- [Provided text]:
----

Examination of Witnesses (Questions 540
- 559)
WEDNESDAY 23 MAY 2007
RT HON
DAVID MILIBAND
MP AND MR
ROBIN MORTIMER
Q540 Chairman: No, it is the bit
before hand.
David Miliband: I think it will
all be in the report. What is before hand? I do not understand.
Q541 Chairman: Before hand is the
budget. The report is how we have done.
David Miliband: No, there is annual
report on progress.
Q542 Chairman: But when the thing
starts off in 2009 the first act of the Climate Change Committee
is to present you with some recommendations for your budget. Nothing
has happened yet. They are not going to write a report until something
has happened. What we are saying is, given this agreement or this
indication of transparency, is that
David Miliband: The first thing
they do is they recommend the budgets. That is not about views,
that is about their recommendations for the budgets for the periods
up to 2022. If you are asking me will their recommended budgets
be in the public domain, the answer is yes.
Q543 Chairman: Together with any
reasons underpinning why they have come to that conclusion?
David Miliband: Yes. You have
got a point here about views, which is in respect of a word that
you have picked up about their reports on progress. It will be
for the Committee to decide how much or how little reasoning they
want to put forward, but my working basis is that their recommendations
would be in the public domain and their views on progress would
be in the public domain.
Chairman: Mr Hall, I apologise.

----

- [Supplied entries]:

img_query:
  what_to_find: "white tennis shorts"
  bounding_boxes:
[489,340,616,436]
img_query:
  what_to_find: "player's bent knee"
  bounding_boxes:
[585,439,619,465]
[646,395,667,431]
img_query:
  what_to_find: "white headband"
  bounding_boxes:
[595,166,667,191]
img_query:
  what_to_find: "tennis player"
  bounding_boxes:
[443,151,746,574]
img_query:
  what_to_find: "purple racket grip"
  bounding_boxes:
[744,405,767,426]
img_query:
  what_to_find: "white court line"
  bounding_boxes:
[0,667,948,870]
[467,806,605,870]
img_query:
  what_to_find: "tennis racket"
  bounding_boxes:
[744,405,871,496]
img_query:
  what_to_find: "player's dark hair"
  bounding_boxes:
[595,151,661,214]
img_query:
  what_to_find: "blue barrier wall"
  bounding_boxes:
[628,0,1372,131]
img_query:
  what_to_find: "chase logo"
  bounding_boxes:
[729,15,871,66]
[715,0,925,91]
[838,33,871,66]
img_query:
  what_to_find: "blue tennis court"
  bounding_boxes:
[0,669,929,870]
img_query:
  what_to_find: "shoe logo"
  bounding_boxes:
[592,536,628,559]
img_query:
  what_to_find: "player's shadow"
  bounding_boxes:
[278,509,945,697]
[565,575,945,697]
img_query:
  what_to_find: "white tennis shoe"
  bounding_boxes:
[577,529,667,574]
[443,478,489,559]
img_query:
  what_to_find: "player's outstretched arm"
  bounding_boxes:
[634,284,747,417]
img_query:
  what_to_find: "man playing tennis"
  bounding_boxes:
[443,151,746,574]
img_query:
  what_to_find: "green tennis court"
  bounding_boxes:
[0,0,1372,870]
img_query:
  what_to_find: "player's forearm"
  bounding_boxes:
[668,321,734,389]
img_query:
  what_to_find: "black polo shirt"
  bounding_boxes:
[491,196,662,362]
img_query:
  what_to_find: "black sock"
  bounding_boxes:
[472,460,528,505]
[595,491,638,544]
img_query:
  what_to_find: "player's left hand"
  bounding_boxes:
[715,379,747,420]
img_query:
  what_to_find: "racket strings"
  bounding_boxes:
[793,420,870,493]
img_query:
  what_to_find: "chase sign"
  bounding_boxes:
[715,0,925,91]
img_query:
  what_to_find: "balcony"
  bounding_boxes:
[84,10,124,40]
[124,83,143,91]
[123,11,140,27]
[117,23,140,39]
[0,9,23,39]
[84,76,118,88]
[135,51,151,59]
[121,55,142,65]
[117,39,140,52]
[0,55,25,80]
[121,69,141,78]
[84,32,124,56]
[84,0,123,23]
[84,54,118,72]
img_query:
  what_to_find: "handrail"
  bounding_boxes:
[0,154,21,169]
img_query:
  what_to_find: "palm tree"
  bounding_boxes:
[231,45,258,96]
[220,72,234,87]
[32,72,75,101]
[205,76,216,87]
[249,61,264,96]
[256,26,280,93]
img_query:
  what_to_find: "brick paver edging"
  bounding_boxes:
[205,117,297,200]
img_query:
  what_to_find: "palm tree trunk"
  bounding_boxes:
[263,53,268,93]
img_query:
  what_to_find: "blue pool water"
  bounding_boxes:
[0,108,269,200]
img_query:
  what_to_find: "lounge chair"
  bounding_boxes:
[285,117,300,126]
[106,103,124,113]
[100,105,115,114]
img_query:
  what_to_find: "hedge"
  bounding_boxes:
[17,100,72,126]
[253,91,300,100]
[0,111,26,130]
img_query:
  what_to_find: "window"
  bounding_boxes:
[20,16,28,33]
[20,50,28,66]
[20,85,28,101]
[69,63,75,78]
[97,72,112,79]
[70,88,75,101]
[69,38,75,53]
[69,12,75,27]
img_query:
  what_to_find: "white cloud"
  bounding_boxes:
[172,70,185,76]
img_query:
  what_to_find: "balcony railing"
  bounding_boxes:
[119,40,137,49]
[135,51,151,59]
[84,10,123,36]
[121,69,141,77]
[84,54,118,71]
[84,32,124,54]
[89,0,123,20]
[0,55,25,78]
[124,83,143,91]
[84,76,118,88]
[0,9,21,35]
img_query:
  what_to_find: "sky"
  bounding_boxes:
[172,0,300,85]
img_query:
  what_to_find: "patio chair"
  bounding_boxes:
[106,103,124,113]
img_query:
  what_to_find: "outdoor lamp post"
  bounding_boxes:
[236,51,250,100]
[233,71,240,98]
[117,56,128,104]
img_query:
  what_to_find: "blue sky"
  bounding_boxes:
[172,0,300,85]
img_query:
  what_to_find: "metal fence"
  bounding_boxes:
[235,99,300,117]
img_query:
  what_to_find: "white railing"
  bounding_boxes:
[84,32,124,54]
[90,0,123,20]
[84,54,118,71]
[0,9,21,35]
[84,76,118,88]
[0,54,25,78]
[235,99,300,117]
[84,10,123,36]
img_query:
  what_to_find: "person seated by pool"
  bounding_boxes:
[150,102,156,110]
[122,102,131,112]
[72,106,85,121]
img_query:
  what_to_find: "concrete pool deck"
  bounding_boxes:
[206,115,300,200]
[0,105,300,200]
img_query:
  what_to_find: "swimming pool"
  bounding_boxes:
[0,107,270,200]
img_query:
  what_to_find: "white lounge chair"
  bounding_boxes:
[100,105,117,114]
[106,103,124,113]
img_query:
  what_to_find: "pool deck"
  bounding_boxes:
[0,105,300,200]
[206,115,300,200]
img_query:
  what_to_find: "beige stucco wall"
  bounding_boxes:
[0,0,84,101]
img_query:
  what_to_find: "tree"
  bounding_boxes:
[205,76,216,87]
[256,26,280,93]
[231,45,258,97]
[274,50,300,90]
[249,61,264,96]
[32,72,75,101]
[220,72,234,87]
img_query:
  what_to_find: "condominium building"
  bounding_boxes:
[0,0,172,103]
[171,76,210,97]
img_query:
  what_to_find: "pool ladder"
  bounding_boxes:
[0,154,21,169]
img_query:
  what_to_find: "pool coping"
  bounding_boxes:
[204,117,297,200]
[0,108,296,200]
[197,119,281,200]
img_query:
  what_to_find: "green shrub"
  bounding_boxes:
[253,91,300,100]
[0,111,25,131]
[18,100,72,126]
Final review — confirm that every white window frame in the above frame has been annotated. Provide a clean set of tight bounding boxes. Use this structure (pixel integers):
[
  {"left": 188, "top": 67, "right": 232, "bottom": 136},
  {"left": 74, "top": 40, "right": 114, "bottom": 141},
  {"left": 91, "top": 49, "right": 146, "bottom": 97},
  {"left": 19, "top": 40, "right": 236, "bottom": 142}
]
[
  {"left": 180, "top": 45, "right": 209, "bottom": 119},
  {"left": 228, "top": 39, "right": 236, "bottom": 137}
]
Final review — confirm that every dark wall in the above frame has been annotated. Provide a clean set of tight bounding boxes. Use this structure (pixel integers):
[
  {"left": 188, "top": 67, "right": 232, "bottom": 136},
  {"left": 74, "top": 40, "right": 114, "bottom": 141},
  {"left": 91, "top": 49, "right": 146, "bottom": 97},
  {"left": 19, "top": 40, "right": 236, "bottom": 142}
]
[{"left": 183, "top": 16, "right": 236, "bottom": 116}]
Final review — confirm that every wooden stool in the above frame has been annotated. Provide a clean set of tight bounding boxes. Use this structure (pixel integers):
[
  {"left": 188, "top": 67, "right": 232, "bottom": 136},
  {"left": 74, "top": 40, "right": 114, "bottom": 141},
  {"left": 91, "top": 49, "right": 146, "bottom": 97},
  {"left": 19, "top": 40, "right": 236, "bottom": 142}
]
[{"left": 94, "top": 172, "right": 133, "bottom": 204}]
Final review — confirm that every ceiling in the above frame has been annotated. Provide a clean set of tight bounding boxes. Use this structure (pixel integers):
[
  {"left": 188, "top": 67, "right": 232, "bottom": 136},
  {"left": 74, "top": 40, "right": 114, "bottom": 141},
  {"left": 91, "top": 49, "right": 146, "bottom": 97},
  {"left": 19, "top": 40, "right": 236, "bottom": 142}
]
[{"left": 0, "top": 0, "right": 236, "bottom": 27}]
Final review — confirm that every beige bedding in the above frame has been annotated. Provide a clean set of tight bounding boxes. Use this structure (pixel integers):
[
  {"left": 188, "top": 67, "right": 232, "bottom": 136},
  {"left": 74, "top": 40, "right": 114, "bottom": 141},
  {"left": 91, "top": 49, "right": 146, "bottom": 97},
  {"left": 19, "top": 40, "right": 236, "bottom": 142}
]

----

- [What you will do]:
- 1) In the evidence transcript, rewrite the passage from "WEDNESDAY 23 MAY" to "we have done.", replacing "report" with "review".
- 2) List every question number label, such as the one beginning with "Q" before "Chairman", that appears in the evidence transcript.

- [Task responses]:
- 1)
WEDNESDAY 23 MAY 2007
RT HON
DAVID MILIBAND
MP AND MR
ROBIN MORTIMER
Q540 Chairman: No, it is the bit
before hand.
David Miliband: I think it will
all be in the review. What is before hand? I do not understand.
Q541 Chairman: Before hand is the
budget. The review is how we have done.

- 2) Q540, Q541, Q542, Q543